[Given request 1]
Update the half marathon account by restating the passage between "Can something be" and "on December 2.", inclusive, with "exhilarating" replaced by "thrilling".
[Given request 2]
According to the half marathon account, how many races did the writer compete in while preparing?
[Given request 3]
Resume the half marathon account, picking up after its last sentence.

[Reading text]
———

Al said, "After running 13.1 miles in the Rock 'n Roll Las Vegas Half Marathon, I could barely raise my arms at the finish line." (Contributed photo)

Can something be exhausting and exhilarating at the same time? Frustrating yet fulfilling? Puff you up with pride while deflating you with defeat?

Yes. At least that's what I found out while competing in the Rock 'n Roll Las Vegas Half Marathon on December 2.

It was 13.1 miles that I'll never forget, the most grueling physical and mental challenge I'd ever faced. I thought I was ready for it. Although I didn't follow a training schedule, I'd been running all year long to prepare. I competed in 26 races, which varied in length from a one-mile sprint, as part of Lakes Area Recreation's Holy Moly Ole 5 series, to a 10-mile Monster Dash in the Twin Cities. I also ran on my own, typically logging between 15 and 20 miles every week. I completed a total of four 10-mile runs, my furthest distance.

———

[Data section]
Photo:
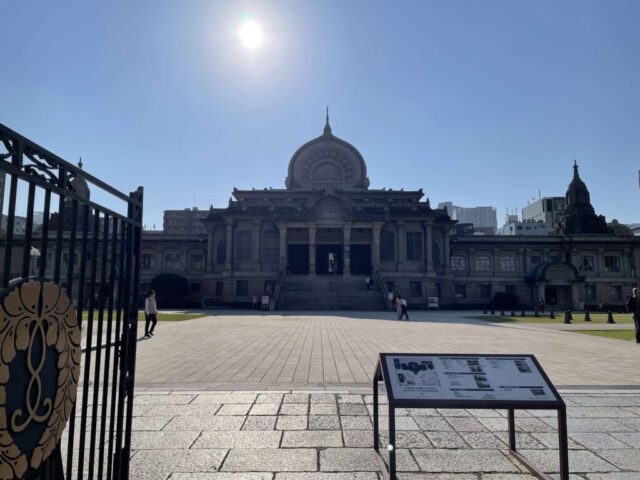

———

[Task output 1]
Can something be exhausting and thrilling at the same time? Frustrating yet fulfilling? Puff you up with pride while deflating you with defeat?

Yes. At least that's what I found out while competing in the Rock 'n Roll Las Vegas Half Marathon on December 2.

[Task output 2]
26 races

[Task output 3]
But I wasn't ready for what awaited me on the Las Vegas Strip.

The build-up was mind boggling: Organizers shut down one of the busiest streets in the country to allow 30,000 half and full marathon runners to jog down the Strip, at night, all the way to the downtown area and back. The excitement, the crowds, the lights, spiked my adrenaline level off the charts before the race even began. The sights and sounds were incredible: Bands playing along the route; cheering stations and signs everywhere encouraging the runners; streets lined with well-wishers; and, everywhere you looked, the bright, dancing neon from the casinos.

I set a goal to complete the race in less than two hours. Judging from past races where I was running eight-minute miles, I thought I had a good shot at it.

The first three miles went by in a blink. After the runners in my corral broke from the starting line, I weaved in and out of the pack, passing dozens of runners, not realizing until later that all that weaving added a third of a mile onto my total distance.

I was feeling good. A wind advisory was in effect and it made the 55-degree temps a little chilly but running kept me warm. I was caught up in the camaraderie of runners, those amazing lights and the rush that comes with competing in a big race.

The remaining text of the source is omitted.